=== PROBLEM ===
Pull out every line in the material below that contains the word "green", matching case exactly.

=== DATA RECORDS ===
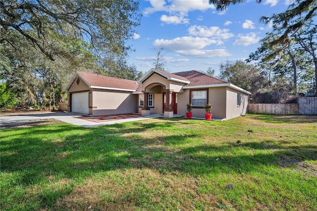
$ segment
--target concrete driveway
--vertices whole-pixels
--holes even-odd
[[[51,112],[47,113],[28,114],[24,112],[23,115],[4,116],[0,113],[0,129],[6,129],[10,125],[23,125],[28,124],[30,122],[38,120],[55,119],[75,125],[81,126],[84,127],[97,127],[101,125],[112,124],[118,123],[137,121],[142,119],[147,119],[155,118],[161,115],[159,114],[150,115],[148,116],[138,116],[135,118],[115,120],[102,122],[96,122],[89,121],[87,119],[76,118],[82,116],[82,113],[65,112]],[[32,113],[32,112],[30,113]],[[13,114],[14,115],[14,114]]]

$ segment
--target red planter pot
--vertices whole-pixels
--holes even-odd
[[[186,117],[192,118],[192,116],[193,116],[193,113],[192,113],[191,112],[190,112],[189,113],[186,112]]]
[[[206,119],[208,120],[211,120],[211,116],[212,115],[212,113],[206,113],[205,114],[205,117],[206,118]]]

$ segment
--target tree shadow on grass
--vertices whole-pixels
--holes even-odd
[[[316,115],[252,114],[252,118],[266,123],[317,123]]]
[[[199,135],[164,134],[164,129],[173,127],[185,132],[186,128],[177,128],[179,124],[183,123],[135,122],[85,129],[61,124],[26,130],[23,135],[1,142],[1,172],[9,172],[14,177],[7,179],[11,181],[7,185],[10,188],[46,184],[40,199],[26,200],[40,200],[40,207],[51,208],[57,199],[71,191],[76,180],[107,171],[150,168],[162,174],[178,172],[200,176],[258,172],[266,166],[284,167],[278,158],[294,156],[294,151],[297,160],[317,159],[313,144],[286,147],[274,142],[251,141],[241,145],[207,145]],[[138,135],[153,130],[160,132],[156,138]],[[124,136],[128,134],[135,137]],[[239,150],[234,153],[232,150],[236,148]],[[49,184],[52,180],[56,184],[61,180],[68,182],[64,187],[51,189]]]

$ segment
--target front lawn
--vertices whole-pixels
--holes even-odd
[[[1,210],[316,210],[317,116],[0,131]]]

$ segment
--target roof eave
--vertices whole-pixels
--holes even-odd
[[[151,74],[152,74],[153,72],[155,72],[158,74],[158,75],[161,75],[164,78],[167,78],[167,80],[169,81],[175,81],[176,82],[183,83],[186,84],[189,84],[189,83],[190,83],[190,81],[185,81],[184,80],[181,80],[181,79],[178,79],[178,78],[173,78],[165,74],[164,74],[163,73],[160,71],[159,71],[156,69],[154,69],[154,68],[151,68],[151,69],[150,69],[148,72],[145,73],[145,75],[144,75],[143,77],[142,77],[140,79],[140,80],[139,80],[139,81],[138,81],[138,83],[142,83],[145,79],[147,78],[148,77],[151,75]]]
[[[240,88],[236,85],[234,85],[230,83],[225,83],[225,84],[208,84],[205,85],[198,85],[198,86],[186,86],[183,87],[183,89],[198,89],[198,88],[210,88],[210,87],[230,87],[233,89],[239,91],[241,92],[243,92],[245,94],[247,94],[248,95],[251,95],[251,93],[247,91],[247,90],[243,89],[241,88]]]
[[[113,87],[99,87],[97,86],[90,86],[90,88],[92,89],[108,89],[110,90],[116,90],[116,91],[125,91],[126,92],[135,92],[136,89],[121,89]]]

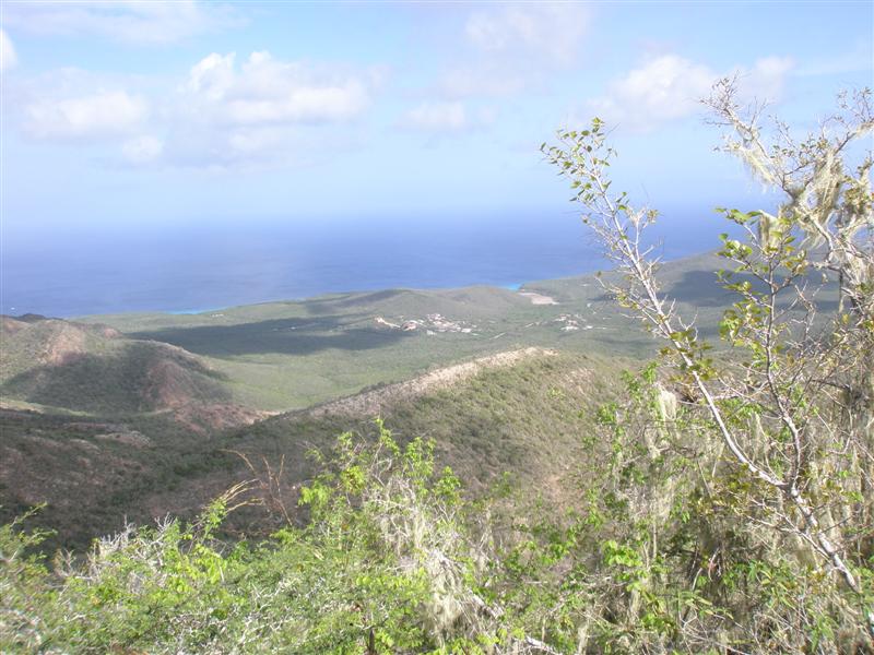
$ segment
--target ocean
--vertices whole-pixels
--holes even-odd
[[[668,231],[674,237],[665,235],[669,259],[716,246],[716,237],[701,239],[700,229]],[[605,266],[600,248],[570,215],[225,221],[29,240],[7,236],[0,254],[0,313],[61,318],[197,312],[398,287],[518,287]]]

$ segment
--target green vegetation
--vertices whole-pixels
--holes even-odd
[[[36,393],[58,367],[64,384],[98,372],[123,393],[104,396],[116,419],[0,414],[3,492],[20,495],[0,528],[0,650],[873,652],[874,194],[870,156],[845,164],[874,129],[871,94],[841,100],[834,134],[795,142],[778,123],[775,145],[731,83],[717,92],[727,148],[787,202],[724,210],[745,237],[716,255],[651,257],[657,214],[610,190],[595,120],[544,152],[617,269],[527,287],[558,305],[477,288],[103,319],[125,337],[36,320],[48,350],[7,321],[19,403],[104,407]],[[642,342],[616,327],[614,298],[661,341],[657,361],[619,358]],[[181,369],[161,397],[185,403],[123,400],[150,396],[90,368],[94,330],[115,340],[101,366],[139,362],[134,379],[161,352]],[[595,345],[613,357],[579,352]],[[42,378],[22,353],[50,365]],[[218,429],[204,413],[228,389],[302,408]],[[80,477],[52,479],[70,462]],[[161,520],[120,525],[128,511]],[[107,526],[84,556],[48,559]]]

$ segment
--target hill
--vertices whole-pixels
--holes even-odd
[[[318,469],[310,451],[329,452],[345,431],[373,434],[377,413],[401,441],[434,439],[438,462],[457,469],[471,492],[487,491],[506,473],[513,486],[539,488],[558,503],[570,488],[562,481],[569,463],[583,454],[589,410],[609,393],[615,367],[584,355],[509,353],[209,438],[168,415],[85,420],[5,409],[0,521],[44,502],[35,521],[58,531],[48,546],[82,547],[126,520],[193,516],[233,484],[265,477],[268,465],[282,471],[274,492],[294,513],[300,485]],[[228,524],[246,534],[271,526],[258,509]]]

...

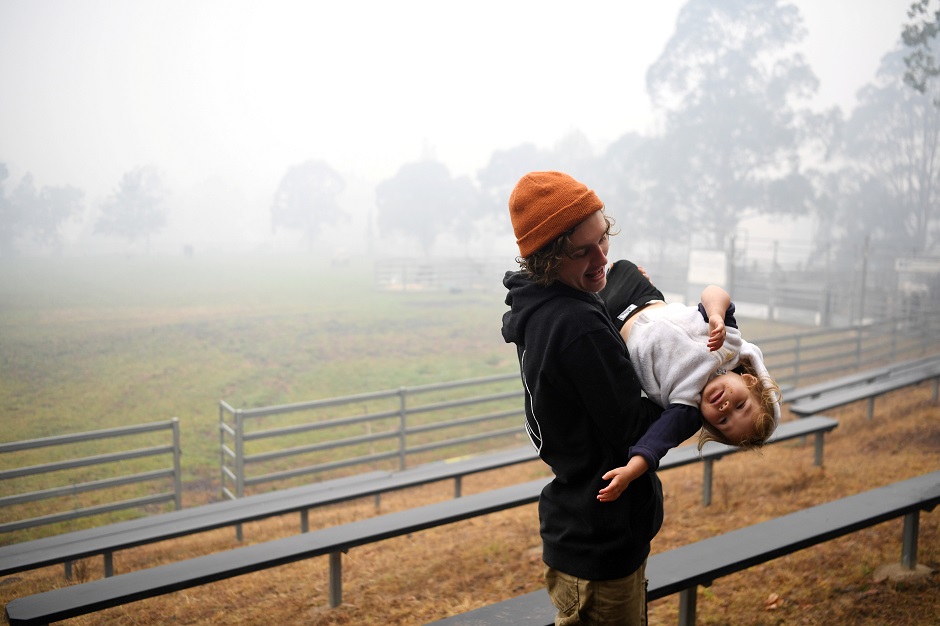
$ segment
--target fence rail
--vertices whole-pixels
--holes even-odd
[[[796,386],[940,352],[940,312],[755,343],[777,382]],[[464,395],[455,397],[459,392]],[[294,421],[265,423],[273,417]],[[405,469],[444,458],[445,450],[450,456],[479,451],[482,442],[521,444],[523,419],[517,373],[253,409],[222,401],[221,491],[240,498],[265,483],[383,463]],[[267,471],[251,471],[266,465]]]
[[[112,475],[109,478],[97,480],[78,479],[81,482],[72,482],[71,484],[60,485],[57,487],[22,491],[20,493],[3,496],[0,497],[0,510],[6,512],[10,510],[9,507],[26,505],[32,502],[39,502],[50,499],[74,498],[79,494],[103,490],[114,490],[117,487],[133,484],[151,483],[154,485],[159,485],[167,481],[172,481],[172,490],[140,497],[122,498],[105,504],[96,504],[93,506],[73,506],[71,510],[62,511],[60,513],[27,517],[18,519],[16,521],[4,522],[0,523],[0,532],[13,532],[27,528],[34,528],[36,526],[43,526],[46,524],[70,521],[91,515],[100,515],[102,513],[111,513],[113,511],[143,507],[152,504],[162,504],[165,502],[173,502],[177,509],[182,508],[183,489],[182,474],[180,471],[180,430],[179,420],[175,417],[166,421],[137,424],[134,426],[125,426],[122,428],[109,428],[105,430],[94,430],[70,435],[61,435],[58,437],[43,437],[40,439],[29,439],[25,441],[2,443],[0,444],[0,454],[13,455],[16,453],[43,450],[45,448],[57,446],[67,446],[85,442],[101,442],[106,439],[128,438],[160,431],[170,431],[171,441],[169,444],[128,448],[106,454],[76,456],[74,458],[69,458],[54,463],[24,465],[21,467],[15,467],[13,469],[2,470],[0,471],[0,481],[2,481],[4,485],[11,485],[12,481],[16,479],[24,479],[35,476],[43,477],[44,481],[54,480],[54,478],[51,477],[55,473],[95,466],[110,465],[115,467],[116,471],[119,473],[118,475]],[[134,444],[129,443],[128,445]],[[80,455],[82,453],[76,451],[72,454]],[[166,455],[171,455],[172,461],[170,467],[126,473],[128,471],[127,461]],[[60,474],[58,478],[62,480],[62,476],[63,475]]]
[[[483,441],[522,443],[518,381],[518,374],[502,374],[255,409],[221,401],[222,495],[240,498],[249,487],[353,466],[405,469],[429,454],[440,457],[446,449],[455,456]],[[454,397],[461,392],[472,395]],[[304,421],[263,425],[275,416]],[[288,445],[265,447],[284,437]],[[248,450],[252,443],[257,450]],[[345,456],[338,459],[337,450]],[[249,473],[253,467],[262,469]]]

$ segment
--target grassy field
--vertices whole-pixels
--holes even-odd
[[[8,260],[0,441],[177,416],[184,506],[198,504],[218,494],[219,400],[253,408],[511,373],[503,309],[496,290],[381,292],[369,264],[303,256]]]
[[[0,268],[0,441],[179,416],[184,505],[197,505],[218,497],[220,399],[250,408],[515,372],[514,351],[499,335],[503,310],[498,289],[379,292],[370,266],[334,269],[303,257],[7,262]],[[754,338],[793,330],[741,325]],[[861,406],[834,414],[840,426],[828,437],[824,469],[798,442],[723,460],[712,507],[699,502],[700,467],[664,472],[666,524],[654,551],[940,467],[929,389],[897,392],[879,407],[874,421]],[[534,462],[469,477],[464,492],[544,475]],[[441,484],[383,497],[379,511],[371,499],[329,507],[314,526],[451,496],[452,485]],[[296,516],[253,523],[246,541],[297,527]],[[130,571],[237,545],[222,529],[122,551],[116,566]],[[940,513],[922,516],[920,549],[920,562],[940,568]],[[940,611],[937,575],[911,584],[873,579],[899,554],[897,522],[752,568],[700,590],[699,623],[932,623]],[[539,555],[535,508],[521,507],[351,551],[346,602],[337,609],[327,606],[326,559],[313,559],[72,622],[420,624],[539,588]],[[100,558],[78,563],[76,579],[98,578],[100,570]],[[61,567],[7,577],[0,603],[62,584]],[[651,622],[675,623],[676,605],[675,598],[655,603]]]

...

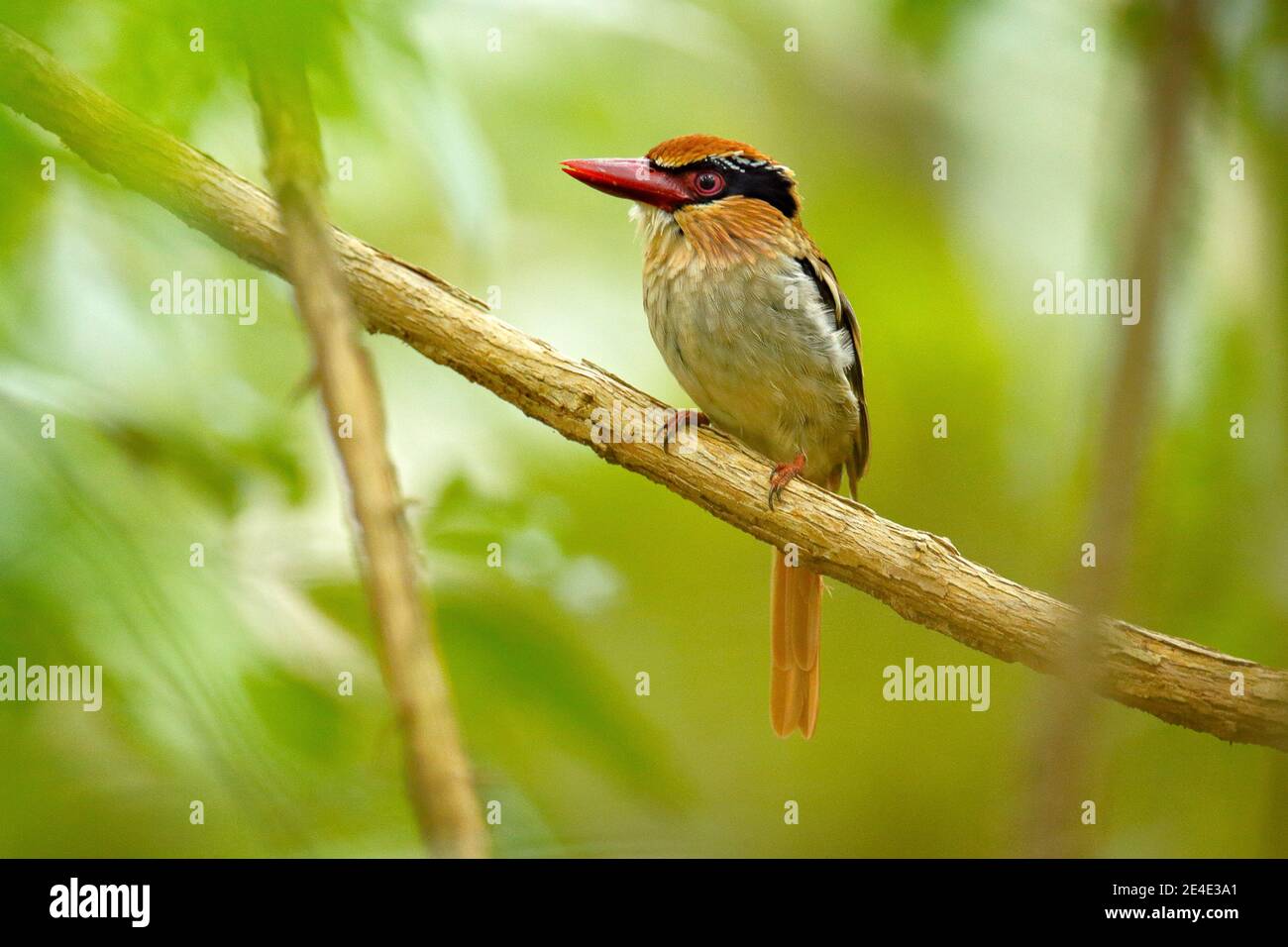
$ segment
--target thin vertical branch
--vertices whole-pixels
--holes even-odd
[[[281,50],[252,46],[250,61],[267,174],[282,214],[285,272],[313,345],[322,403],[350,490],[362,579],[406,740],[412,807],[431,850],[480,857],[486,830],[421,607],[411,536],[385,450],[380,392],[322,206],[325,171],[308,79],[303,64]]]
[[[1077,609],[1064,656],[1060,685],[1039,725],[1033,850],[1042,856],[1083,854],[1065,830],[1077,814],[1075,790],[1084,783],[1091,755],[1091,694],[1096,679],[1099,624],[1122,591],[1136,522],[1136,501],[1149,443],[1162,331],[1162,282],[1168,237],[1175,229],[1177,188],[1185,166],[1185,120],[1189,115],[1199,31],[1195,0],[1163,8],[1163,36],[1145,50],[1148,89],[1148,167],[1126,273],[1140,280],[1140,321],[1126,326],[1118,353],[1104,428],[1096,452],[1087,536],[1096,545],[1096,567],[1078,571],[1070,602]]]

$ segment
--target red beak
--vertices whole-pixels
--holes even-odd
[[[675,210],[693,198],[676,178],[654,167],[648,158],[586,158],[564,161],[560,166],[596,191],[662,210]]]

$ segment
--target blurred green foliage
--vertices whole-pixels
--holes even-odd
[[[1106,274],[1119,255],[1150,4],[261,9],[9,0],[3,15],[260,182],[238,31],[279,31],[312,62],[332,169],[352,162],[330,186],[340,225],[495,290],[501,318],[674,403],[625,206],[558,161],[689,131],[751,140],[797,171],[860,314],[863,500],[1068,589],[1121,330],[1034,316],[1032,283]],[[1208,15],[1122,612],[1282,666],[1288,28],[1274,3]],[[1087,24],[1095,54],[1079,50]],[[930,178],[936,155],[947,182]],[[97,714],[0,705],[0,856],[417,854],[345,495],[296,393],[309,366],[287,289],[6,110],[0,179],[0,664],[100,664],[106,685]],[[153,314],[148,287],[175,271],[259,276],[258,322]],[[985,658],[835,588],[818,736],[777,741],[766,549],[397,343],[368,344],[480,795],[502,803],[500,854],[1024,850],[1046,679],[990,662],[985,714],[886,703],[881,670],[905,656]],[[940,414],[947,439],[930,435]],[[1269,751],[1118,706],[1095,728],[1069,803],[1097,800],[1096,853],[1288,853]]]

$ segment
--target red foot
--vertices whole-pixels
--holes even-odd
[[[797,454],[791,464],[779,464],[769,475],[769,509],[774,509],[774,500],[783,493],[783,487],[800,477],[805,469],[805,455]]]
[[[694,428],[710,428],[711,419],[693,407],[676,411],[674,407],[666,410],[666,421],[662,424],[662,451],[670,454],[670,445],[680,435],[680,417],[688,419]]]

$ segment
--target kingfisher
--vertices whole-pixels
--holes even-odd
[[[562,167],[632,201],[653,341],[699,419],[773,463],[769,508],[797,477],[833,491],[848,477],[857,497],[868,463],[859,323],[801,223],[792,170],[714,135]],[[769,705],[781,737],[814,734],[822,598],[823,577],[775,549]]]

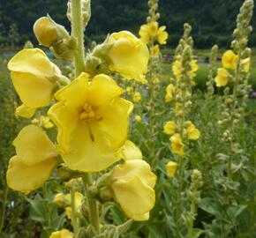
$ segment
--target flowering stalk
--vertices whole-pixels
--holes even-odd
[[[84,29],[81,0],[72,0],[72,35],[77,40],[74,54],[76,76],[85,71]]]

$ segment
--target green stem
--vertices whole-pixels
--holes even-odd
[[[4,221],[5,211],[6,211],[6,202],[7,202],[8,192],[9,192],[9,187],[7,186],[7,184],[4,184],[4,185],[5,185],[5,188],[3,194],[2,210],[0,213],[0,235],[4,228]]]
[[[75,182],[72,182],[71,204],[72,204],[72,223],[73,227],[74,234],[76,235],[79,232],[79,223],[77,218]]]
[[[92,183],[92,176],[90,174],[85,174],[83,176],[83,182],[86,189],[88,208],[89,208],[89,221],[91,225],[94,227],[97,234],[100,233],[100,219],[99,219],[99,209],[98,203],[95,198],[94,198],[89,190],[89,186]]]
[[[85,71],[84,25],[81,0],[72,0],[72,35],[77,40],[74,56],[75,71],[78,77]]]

=== TASK SOLUTION ===
--target green vegetation
--target blurred green foliage
--target green stem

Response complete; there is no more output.